DIRECTIONS - Exactly as given, repeat all of the entries.

GIVEN DATA -
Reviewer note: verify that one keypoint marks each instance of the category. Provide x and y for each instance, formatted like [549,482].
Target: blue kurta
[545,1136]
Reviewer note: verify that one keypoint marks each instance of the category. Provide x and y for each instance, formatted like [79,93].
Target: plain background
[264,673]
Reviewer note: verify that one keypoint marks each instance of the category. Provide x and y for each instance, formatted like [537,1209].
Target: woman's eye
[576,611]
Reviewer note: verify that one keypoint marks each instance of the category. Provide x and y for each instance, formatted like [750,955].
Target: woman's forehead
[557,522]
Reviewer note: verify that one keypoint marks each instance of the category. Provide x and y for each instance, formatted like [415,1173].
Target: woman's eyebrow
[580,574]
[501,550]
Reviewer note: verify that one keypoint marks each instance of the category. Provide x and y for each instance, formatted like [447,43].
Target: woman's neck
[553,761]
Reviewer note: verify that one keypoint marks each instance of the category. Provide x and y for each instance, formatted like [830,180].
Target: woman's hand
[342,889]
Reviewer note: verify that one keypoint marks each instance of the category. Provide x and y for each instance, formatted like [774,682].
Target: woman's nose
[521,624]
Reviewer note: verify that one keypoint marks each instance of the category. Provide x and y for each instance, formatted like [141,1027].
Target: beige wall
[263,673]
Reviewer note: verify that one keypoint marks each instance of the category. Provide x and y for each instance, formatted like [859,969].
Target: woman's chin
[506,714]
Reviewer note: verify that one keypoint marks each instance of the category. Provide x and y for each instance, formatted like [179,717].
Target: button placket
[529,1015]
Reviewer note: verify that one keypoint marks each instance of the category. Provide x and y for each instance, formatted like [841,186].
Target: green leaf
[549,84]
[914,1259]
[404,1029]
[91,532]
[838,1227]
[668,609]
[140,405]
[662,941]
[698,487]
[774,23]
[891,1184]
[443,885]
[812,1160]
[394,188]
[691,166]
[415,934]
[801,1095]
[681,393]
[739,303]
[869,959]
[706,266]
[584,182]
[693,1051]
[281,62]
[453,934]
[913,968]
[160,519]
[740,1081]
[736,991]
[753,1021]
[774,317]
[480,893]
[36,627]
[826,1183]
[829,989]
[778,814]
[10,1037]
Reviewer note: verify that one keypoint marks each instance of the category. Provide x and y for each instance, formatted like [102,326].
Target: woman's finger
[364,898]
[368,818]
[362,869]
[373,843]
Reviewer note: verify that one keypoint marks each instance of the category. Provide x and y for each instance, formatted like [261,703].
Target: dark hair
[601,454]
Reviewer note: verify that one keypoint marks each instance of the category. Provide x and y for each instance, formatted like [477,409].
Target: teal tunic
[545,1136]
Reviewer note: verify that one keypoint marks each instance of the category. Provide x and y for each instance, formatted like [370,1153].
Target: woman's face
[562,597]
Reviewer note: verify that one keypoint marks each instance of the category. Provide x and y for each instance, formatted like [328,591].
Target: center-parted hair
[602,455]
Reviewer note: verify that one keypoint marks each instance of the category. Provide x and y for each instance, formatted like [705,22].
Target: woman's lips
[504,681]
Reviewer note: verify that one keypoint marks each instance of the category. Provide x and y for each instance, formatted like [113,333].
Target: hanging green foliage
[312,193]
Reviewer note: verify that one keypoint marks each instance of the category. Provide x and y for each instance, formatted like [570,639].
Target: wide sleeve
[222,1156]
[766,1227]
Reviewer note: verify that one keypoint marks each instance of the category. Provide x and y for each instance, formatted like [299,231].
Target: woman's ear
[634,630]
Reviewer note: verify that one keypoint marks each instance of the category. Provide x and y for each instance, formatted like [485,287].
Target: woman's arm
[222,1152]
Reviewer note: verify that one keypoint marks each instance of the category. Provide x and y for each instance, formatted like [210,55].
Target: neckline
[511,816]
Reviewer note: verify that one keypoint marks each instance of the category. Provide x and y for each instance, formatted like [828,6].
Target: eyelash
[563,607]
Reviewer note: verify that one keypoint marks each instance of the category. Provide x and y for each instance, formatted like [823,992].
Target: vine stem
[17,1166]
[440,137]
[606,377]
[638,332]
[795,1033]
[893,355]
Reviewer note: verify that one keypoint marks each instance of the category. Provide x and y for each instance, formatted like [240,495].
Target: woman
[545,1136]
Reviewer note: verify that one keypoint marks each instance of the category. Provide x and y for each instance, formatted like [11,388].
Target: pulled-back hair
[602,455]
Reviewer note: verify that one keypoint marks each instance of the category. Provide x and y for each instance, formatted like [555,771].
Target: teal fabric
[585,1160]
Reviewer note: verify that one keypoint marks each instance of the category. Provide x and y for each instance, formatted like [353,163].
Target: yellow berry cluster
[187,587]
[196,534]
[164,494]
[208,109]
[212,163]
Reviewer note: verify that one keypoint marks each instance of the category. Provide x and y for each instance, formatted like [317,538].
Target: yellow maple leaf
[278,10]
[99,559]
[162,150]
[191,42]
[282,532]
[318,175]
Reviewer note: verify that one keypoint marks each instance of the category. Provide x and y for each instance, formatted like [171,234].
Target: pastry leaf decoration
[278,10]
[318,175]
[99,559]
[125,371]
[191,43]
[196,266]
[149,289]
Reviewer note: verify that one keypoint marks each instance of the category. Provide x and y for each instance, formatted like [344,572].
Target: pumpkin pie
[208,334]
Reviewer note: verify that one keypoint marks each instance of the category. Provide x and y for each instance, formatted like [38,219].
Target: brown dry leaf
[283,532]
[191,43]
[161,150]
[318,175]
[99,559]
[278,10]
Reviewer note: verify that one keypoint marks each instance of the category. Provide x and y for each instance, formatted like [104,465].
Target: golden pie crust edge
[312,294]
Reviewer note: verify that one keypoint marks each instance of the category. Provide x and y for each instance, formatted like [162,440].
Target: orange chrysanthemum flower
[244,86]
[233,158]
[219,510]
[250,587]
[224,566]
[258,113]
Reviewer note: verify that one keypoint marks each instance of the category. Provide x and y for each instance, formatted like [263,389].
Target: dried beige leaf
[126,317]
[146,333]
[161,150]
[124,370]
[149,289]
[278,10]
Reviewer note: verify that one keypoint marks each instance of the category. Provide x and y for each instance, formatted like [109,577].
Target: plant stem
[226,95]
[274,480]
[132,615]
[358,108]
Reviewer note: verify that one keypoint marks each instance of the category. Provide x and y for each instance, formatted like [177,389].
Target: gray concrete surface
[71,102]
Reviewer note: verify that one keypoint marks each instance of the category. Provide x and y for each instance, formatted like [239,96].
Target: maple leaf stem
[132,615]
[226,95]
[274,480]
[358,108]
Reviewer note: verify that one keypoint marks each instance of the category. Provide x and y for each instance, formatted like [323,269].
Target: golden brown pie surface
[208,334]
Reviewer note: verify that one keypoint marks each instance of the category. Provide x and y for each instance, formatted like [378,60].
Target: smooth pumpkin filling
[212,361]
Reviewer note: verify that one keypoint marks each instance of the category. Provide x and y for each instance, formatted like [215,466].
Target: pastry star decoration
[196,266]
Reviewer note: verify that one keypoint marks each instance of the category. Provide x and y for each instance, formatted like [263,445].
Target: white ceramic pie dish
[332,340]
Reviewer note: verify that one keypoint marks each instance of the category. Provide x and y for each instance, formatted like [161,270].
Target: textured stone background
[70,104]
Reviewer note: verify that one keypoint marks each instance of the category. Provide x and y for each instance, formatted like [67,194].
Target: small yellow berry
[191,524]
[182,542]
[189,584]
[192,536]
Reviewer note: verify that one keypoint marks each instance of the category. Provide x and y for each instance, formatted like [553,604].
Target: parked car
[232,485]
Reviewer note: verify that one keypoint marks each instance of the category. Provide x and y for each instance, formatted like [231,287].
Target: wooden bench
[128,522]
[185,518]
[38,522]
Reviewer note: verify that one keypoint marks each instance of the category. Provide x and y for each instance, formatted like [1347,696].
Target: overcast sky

WRITTEN ANSWER -
Reviewer note: verify that one keypoint marks each instance of the category. Provide x and y for each instance, formatted like [549,482].
Target: blue kurta
[545,1136]
Reviewer note: verify that one keypoint marks each instance of the category. Provide x and y for each instance, formatted like [79,93].
Target: plain background
[264,673]
Reviewer note: verify that one keypoint marks each instance of the category. Provide x and y for each instance, formatted like [537,1209].
Target: woman's eye
[576,611]
Reviewer note: verify that one keypoint marks each instance of the category. Provide x and y for each instance, formatted like [750,955].
Target: woman's forehead
[557,522]
Reviewer note: verify that one keypoint marks each instance of the category. Provide x and y for each instance, formatted like [415,1173].
Target: woman's eyebrow
[580,574]
[501,550]
Reviewer note: verify that one keypoint marks each instance of the category. Provide x and y for each instance, formatted like [447,43].
Target: woman's neck
[553,761]
Reviewer note: verify that one keypoint marks each instance of the category. Provide x and y for each instance, formatted like [830,180].
Target: woman's hand
[342,889]
Reviewer note: verify that one keypoint marks each instance of the category. Provide x and y for each instance, formatted like [774,682].
Target: woman's nose
[521,624]
Reviewer note: verify that one keypoint marks each instance of the category. Provide x and y for each instance, formatted like [141,1027].
Target: beige wall
[263,673]
Reviewer note: verify that one keypoint marks each instance of the category. Provide x and y for each instance, formatted like [859,969].
Target: woman's chin
[506,714]
Reviewer note: verify that one keypoint marks each instance of the category. Provide x and y for each instance, formatted like [179,717].
Target: button placket
[529,1015]
Reviewer note: verify that one keypoint marks each instance of the category. Provide x and y for each instance, formatted like [841,186].
Target: green leaf
[549,84]
[914,1259]
[404,1029]
[91,532]
[838,1227]
[668,609]
[140,405]
[662,941]
[698,487]
[774,23]
[891,1184]
[443,885]
[812,1160]
[394,188]
[691,166]
[415,934]
[801,1095]
[681,393]
[739,303]
[869,959]
[706,266]
[584,182]
[693,1051]
[281,62]
[453,934]
[913,968]
[160,519]
[740,1081]
[736,991]
[753,1021]
[774,317]
[480,893]
[36,627]
[826,1183]
[829,989]
[778,814]
[10,1037]
Reviewer note: verify that one keypoint marks each instance of the category. Provide x and y for each instance, formatted like [102,326].
Target: woman's finger
[364,898]
[368,818]
[362,869]
[373,843]
Reviewer note: verify that one keypoint marks each instance of the category. Provide x and y for each instance, formatted like [261,703].
Target: dark hair
[601,454]
Reviewer note: verify that one keypoint marks each instance of the category. Provide x and y for each instance, formatted like [477,409].
Target: teal tunic
[545,1136]
Reviewer note: verify that one keypoint marks each instance of the category. Provide x and y for each instance, formatted like [370,1153].
Target: woman's face
[562,597]
Reviewer note: verify that one keypoint marks each instance of the category. Provide x and y for each instance, formatted like [328,591].
Target: center-parted hair
[602,455]
Reviewer note: verify that one keypoint marks each instance of the category. Provide x and y for each instance, formatted like [705,22].
Target: woman's lips
[504,681]
Reviewer note: verify that one keypoint marks each instance of the category. Provide x and y for each instance, formatted like [113,333].
Target: hanging green foliage
[312,193]
Reviewer note: verify that one keypoint marks each instance of the category. Provide x and y for each instance, formatted like [570,639].
Target: wide sleeve
[222,1156]
[766,1227]
Reviewer note: verify that one keypoint marks each instance of the category. Provide x and y for each instance, formatted like [299,231].
Target: woman's ear
[634,630]
Reviewer note: verify that one keypoint marks each instance of the category. Provide x and y for each instance, formatted like [485,287].
Target: woman's arm
[222,1152]
Reviewer note: verify that one keypoint marks each instance of the category. Provide x and y for each instance, formatted like [210,55].
Target: neckline
[511,816]
Reviewer note: verify that one keypoint marks each instance of the category. Provide x and y for each instance, formatted like [828,6].
Target: eyelash
[563,607]
Reviewer note: verify that one keypoint marks each instance of the category. Provide x and y for each instance, formatted like [823,992].
Target: vine stem
[17,1166]
[440,137]
[606,377]
[638,332]
[795,1033]
[893,355]
Reviewer note: verify that one keypoint marks each instance of the category. Provide x and y for each instance, formatted like [240,495].
Target: woman
[545,1136]
Reviewer note: verify that one keypoint marks each instance of the category. Provide x and y for each instance, formatted like [11,388].
Target: pulled-back hair
[602,455]
Reviewer note: verify that one keypoint marks each instance of the category. Provide x and y for each instance, formatted like [555,771].
Target: teal fabric
[585,1160]
Reviewer note: verify that one keypoint marks each instance of the category. Provide x and y for each instance, formatted like [353,163].
Target: yellow berry cluster
[187,587]
[196,534]
[164,494]
[208,109]
[212,163]
Reviewer note: verify that one keypoint marks each instance of the category. Provide x and y for each instance, formatted like [317,538].
Target: yellow maple leaf
[278,10]
[99,559]
[162,150]
[191,42]
[282,532]
[318,175]
Reviewer note: verify that one keypoint marks each instance of the category. Provide x and y for each instance, formatted like [171,234].
Target: pastry leaf decoration
[278,10]
[318,175]
[99,559]
[125,371]
[191,43]
[196,266]
[149,289]
Reviewer note: verify that one keypoint marks each instance of the category. Provide x and y for each instance, formatted like [344,572].
Target: pumpkin pie
[208,334]
Reviewer note: verify that one keypoint marks each instance of the category. Provide x and y for each instance, formatted like [38,219].
Target: brown dry leaf
[283,532]
[191,43]
[161,150]
[318,175]
[99,559]
[278,10]
Reviewer note: verify that one keypoint marks each instance of the category. Provide x and y for each instance, formatted like [104,465].
Target: golden pie crust edge
[312,294]
Reviewer note: verify that one keypoint marks each instance of the category. Provide x and y for each instance, formatted like [162,440].
Target: orange chrysanthemum flower
[244,86]
[233,158]
[219,510]
[250,587]
[224,566]
[258,113]
Reviewer note: verify that one keypoint marks each instance of the category. Provide x and y for each instance, formatted like [263,389].
Target: dried beige leaf
[126,317]
[146,333]
[161,150]
[124,370]
[149,289]
[278,10]
Reviewer note: verify that one keypoint marks each instance of the category. Provide x and y for each instance, formatted like [109,577].
Target: plant stem
[226,95]
[274,480]
[132,615]
[358,108]
Reviewer note: verify that one keypoint marks each instance of the category. Provide x and y for each instance, formatted like [177,389].
Target: gray concrete surface
[71,102]
Reviewer note: verify that one keypoint marks each instance of the category. Provide x and y for each instance, formatted like [239,96].
Target: maple leaf stem
[132,615]
[226,95]
[274,480]
[358,108]
Reviewer note: verify that one keypoint marks each instance of the category. Provide x and y for each instance, formatted like [323,269].
Target: golden brown pie surface
[208,334]
Reviewer note: verify that one keypoint marks each instance of the category. Provide x and y for each instance, formatted like [378,60].
Target: smooth pumpkin filling
[212,361]
Reviewer note: verify that one keypoint marks each instance of the category. Provide x and y for each instance, formatted like [215,466].
Target: pastry star decoration
[196,266]
Reviewer note: verify that one keypoint marks each instance of the category. Provide x and y for each instance, formatted like [263,445].
Target: white ceramic pie dish
[332,340]
Reviewer note: verify that one keypoint marks each instance of the category. Provide x and y for each instance, formatted like [161,270].
Target: textured stone background
[70,104]
Reviewer note: verify that one keypoint marks each instance of the category. Provide x and y for each instance, formatted like [67,194].
Target: small yellow berry
[191,524]
[182,542]
[189,584]
[192,536]
Reviewer note: verify that one keypoint marks each instance of the category. Provide x and y for each instance, formatted like [553,604].
Target: parked car
[232,485]
Reviewer note: verify that one keypoint marks each instance of the category. Provide x and y for each instance, formatted like [231,287].
Target: wooden bench
[128,522]
[185,518]
[38,522]
Reviewer note: verify that one keypoint marks each instance of the category. Provide x and y for each instance, formatted like [1347,696].
Target: overcast sky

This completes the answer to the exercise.